Task item → Reproduce verbatim only the lines from the one containing "# put a marker" through the last line below, both included.

*** Opening of Material to process ***

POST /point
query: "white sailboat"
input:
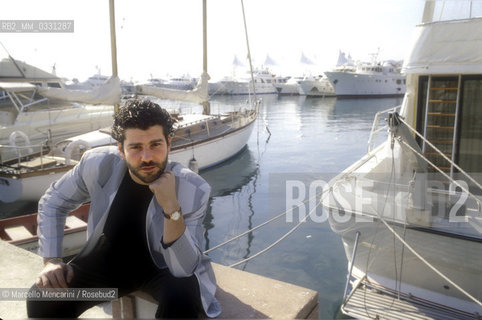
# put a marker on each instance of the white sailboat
(200, 141)
(409, 212)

*** Close of Material to process ***

Result for this task →
# put a marker on each instance of the white sailboat
(200, 141)
(409, 212)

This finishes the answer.